__REQUIRED WORK__
Copy the entire listing below, line for line and without any change.

__ENTRIES SHOWN__
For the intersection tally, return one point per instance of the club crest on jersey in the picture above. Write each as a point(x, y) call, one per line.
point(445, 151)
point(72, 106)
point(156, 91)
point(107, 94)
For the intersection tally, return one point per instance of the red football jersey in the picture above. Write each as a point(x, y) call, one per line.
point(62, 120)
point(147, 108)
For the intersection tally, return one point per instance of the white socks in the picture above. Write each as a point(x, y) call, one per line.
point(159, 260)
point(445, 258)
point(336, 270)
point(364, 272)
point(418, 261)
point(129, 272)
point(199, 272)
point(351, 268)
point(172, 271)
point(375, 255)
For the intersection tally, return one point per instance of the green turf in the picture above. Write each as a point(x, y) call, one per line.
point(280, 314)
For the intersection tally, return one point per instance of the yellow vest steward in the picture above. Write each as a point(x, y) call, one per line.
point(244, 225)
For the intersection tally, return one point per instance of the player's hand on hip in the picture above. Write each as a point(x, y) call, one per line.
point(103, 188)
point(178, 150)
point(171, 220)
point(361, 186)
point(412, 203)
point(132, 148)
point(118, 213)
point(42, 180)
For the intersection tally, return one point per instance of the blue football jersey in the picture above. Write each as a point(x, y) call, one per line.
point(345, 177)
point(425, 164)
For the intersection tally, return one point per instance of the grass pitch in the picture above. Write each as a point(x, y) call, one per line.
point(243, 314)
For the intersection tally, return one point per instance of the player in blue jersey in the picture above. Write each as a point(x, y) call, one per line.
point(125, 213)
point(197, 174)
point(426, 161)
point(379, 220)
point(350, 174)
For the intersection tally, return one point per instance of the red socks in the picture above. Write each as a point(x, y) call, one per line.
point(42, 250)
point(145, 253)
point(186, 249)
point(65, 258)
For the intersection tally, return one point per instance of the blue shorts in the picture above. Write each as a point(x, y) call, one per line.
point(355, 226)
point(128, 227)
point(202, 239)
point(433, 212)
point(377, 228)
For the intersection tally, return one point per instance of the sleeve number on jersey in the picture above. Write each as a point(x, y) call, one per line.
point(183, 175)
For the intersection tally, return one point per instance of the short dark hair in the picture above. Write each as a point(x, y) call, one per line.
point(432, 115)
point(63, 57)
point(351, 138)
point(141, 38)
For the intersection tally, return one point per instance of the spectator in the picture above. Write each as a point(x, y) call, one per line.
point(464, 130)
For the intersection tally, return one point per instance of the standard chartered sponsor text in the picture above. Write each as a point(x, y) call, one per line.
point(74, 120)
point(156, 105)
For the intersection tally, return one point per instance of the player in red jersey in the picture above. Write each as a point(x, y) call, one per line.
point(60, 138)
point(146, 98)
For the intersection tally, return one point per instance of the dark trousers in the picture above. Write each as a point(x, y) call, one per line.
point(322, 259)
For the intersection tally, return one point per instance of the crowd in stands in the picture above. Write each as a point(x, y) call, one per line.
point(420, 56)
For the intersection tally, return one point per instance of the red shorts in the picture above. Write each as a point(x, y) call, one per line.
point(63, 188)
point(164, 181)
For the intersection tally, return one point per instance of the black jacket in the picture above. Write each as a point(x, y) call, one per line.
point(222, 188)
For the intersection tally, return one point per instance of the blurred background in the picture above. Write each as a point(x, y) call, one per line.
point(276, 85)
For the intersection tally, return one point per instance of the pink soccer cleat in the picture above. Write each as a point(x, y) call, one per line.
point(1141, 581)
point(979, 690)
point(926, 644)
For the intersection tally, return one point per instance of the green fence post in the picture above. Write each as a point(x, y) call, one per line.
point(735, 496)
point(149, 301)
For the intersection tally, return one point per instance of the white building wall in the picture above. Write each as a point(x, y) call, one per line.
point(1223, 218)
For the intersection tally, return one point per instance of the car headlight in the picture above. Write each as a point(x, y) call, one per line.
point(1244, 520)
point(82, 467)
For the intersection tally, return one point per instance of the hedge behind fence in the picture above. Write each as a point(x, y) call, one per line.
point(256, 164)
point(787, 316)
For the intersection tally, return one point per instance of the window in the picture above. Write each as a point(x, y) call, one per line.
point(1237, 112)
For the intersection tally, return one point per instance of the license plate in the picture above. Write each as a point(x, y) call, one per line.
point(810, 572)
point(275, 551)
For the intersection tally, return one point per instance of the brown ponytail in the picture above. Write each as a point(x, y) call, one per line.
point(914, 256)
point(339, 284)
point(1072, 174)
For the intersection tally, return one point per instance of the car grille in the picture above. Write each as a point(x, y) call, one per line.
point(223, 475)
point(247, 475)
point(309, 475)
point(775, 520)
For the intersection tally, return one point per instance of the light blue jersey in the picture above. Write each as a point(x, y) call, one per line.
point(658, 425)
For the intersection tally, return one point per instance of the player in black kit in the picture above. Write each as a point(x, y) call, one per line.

__FINAL RESULT__
For the intersection tally, return one point per instance of the club crest on jersey in the picture above. Write each as a point(x, y) call, one per line.
point(445, 151)
point(72, 106)
point(156, 91)
point(107, 94)
For the intersection tally, return one point per instance of the red football jersey in the picture above. Write each as a point(x, y) call, one per line.
point(62, 120)
point(147, 108)
For the intersection tally, return one point per instance of the white socks in the picture above. Write each as a point(x, y) call, one per line.
point(159, 260)
point(445, 258)
point(336, 270)
point(364, 272)
point(418, 261)
point(129, 272)
point(199, 272)
point(351, 268)
point(172, 271)
point(375, 255)
For the intersection tally, return one point per instance of the green turf in the picture above. Write each as a point(x, y) call, one per line.
point(280, 314)
For the intersection tally, return one point per instance of the yellow vest steward in the picture above. Write each as a point(x, y) call, one per line.
point(244, 225)
For the intersection tally, return one point per instance of the player's hand on hip in the picture above. Write each as a point(x, y) call, one per line.
point(103, 188)
point(178, 150)
point(171, 220)
point(361, 186)
point(412, 203)
point(132, 148)
point(118, 213)
point(42, 180)
For the intersection tally, return one point per instance of the blue football jersey in the picture above. Write each as a point(x, y) call, one per line.
point(345, 177)
point(425, 164)
For the intersection tally, return one point per instance of the grass pitch in the picture above. Write each as a point(x, y) call, one per line.
point(243, 314)
For the intersection tally, return one point per instance of the player in blue jersey in the picture above. Write each as a point(x, y) call, one per line.
point(125, 213)
point(197, 174)
point(426, 161)
point(379, 220)
point(350, 174)
For the intersection tally, return one point per instance of the red socks in the picture above. Write each as a point(x, y) call, one per line.
point(42, 250)
point(145, 253)
point(186, 249)
point(65, 258)
For the intersection tally, return one point per instance of the blue shorts in the picture above. Write each as a point(x, y) call, one per line.
point(355, 226)
point(128, 227)
point(202, 239)
point(433, 212)
point(377, 228)
For the intersection tally, return one point per instance of the sleeve number on jersey in the picture above. Write each as a point(x, y) call, one per line.
point(183, 175)
For the intersection tally, return one point per instance of the short dark hair in the picture above. Write each as a point(x, y) call, one per line.
point(432, 115)
point(63, 57)
point(351, 138)
point(141, 38)
For the intersection tally, return one point per instance of the spectator in the picture above. Write each as a point(x, y) call, one per line.
point(464, 130)
For the intersection tally, return one point per instance of the standard chartered sponsor text in the picture above. Write each as a point(x, y) call, one per line.
point(74, 120)
point(156, 105)
For the intersection tally, return one point per instance of the player in red jersey in the picture above. Write each as a point(x, y) call, one per line.
point(60, 138)
point(146, 98)
For the intersection tally, return one point per instance of the dark trousers in the picture above. Write each as a point(x, y) call, one per line.
point(322, 259)
For the intersection tally, return one point per instance of the crowd in stands in the picture above. Write each as a point(x, y) call, one per line.
point(420, 56)
For the intersection tally, return one point per instance of the red shorts in the picture above. Write each as a point(x, y) call, one per line.
point(63, 188)
point(164, 181)
For the intersection tally, return one point per instance of the black jacket in the picture above. Write each as a point(x, y) call, one per line.
point(222, 188)
For the intersection tally, return one point per instance of the blurred background in the picture above. Write each as a point(x, y) call, one per line.
point(276, 85)
For the intersection tally, return one point per instance of the pink soccer cleat in the picture above. Write each as a point(x, y) call, one per line.
point(1141, 581)
point(979, 690)
point(926, 644)
For the intersection tally, return one point per instance of the green fence post in the picture above. Write each as a point(x, y) call, one per line.
point(735, 496)
point(149, 301)
For the intersection tally, return one point per instance of the white building wall in the picture above. Write each as a point(x, y) call, one per line.
point(1223, 218)
For the intersection tally, return one point per instance of the car headlight in the picture above. Write each as a point(x, y) call, one per line.
point(1244, 520)
point(82, 467)
For the intersection tally, return one point per instance of the hedge behind fence in the picture above. Write each as a point(x, y) call, one per line.
point(256, 164)
point(787, 316)
For the intersection tally, return one point per instance of the window in the picture above. Write each as a point(x, y) call, one per line.
point(1237, 112)
For the intersection tally, return one point per instance of the license plate in the picture above. Write each as a point(x, y) call, one per line.
point(810, 572)
point(275, 551)
For the intersection tally, return one point per instance of the brown ponytail in the picture above. Write each as a point(x, y) call, one per line.
point(914, 256)
point(339, 284)
point(1072, 174)
For the intersection tally, return one point per instance of the car grille in the picture above. Write each as a point(x, y) call, one per line.
point(223, 475)
point(247, 475)
point(309, 475)
point(775, 520)
For the intersection tally, return one point per instance of the light blue jersey in the picture above. Write each as a point(x, y) call, one per line.
point(658, 425)
For the intersection tally, return one point per instance of the player in black kit in the picture above. Write each as a point(x, y) call, one per line.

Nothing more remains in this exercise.